### Written task 1
How many lines of the entries contain the string "sleeve", counting only matches with the same case? Reply with the number alone.

New Initiatives in Artificial Intelligence and Machine Learning

15 November, 2019 | Government Regulations
Article by Edward Au

As of today, there are quite a number of active standardizations projects and pre-standardization efforts (via the concept of Industry Connections) with focus on virtual reality (VR) and augmented reality (AR), three-dimensional body processing, and healthcare [2].

At the September 2019 IEEE-Standards Association (IEEE-SA) Standards Board Meeting, the Board has approved 4 new standards initiatives, namely P2830, P2840, P2841, and P2842, which cover shared machine learning, ethical computing, evaluation of deep learning, and secure multi-party computation, respectively.

For P2830, Standard for Technical Framework and Requirements of Shared Machine Learning, it aims to “define a framework and architectures for machine learning in which a model is trained using encrypted data that has been aggregated from multiple sources and is processed by a trusted third party” [3].

Shared machine learning is one approach to do machine learning on data sets that are owned by multiple parties who either do not wish to or not allowed to share their data but nonetheless wish to create models that use all of them. It is different from federated machine learning in which models are trained by each source and the sources share the models but not the data themselves. Use cases being considered for this standard are education, healthcare, and finance industries.

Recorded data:
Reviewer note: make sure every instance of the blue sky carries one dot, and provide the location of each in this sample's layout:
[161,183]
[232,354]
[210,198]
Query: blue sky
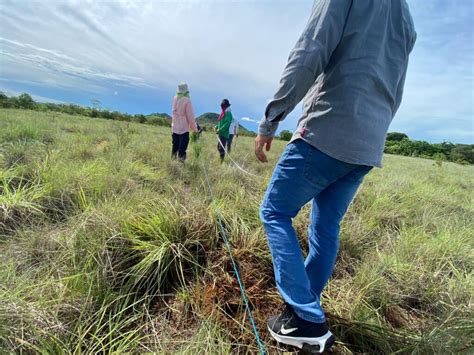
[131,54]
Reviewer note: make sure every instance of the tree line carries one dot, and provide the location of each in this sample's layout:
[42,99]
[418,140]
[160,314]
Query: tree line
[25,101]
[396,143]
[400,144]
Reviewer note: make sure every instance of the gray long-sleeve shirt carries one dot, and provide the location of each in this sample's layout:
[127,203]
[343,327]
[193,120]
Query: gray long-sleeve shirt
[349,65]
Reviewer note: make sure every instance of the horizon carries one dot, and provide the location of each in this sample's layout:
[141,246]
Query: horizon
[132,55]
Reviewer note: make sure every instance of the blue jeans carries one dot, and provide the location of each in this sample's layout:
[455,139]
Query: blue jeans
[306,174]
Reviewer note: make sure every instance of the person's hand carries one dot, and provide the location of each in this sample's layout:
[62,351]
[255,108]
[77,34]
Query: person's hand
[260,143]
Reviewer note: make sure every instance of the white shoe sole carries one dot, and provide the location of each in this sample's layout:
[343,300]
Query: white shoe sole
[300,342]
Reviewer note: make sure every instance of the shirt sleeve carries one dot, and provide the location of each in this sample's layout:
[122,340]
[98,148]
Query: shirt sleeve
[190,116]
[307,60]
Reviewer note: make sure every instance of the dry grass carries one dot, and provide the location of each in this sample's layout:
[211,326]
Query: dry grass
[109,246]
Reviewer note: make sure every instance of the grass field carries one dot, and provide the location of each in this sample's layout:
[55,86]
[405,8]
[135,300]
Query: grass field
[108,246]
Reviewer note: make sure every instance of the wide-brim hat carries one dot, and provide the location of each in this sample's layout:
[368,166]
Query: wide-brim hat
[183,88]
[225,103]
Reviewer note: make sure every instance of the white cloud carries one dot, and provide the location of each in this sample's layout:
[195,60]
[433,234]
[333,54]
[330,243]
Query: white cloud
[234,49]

--

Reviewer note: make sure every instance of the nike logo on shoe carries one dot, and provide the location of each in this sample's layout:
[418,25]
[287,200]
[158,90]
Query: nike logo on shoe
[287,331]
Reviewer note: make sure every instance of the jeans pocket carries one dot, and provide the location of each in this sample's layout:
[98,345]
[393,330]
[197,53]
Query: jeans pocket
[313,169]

### Written task 2
Transcribe the article on new artificial intelligence and machine learning standards initiatives in full, word for word.

### Complete response 1
4

### Complete response 2
New Initiatives in Artificial Intelligence and Machine Learning

15 November, 2019 | Government Regulations
Article by Edward Au

As of today, there are quite a number of active standardizations projects and pre-standardization efforts (via the concept of Industry Connections) with focus on virtual reality (VR) and augmented reality (AR), three-dimensional body processing, and healthcare [2].

At the September 2019 IEEE-Standards Association (IEEE-SA) Standards Board Meeting, the Board has approved 4 new standards initiatives, namely P2830, P2840, P2841, and P2842, which cover shared machine learning, ethical computing, evaluation of deep learning, and secure multi-party computation, respectively.

For P2830, Standard for Technical Framework and Requirements of Shared Machine Learning, it aims to “define a framework and architectures for machine learning in which a model is trained using encrypted data that has been aggregated from multiple sources and is processed by a trusted third party” [3].

Shared machine learning is one approach to do machine learning on data sets that are owned by multiple parties who either do not wish to or not allowed to share their data but nonetheless wish to create models that use all of them. It is different from federated machine learning in which models are trained by each source and the sources share the models but not the data themselves. Use cases being considered for this standard are education, healthcare, and finance industries.